- [Action item]: Extract the full article on Dubai's mid-market hotel industry word for word.

- [Provided text]:
"""
Mid-market key to future of Dubai hotel industry
Low-cost airlines and middle class travellers are playing a key role in changing the face of the hotel industry in Dubai and the Middle East, according to a leading industry executive.
Laurent A. Voivenel, senior vice president, Operations and Development for the Middle East, Africa and India at Swiss-Belhotel International, told industry expo The Hotel Show that technology was another key factor reshaping the region’s hospitality industry.
Speaking at the Middle East Hospitality Leadership Forum held during the event at Dubai World Trade Centre, Voivenel participated in a panel discussion on the booming mid-market in Dubai and its ongoing effect on four- and five-star operators.
Elaborating on some of the factors affecting the market, Voivenel said: “The hotel industry in the region is being reshaped by digital and technological advancements, new market players particularly regional independent operators, changing consumer behaviour, online distribution battle, over supply of rooms and emergence of new forms of competition such as AirBnB.
"""
- [Available data]:
"""
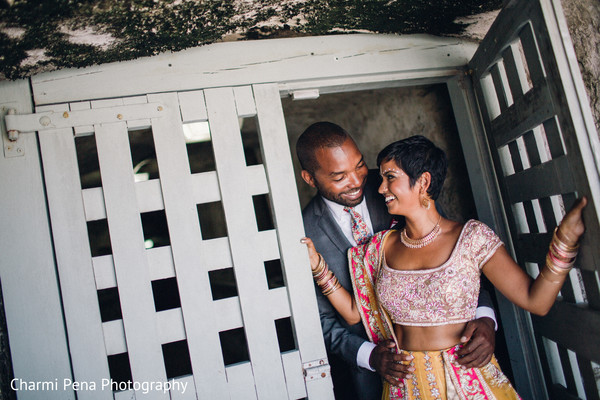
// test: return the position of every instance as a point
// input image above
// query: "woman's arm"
(339, 297)
(538, 296)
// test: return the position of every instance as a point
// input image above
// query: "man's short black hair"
(318, 135)
(415, 155)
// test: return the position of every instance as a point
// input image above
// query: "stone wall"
(583, 19)
(375, 118)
"""
- [Task solution]:
Mid-market key to future of Dubai hotel industry
Low-cost airlines and middle class travellers are playing a key role in changing the face of the hotel industry in Dubai and the Middle East, according to a leading industry executive.
Laurent A. Voivenel, senior vice president, Operations and Development for the Middle East, Africa and India at Swiss-Belhotel International, told industry expo The Hotel Show that technology was another key factor reshaping the region’s hospitality industry.
Speaking at the Middle East Hospitality Leadership Forum held during the event at Dubai World Trade Centre, Voivenel participated in a panel discussion on the booming mid-market in Dubai and its ongoing effect on four- and five-star operators.
Elaborating on some of the factors affecting the market, Voivenel said: “The hotel industry in the region is being reshaped by digital and technological advancements, new market players particularly regional independent operators, changing consumer behaviour, online distribution battle, over supply of rooms and emergence of new forms of competition such as AirBnB.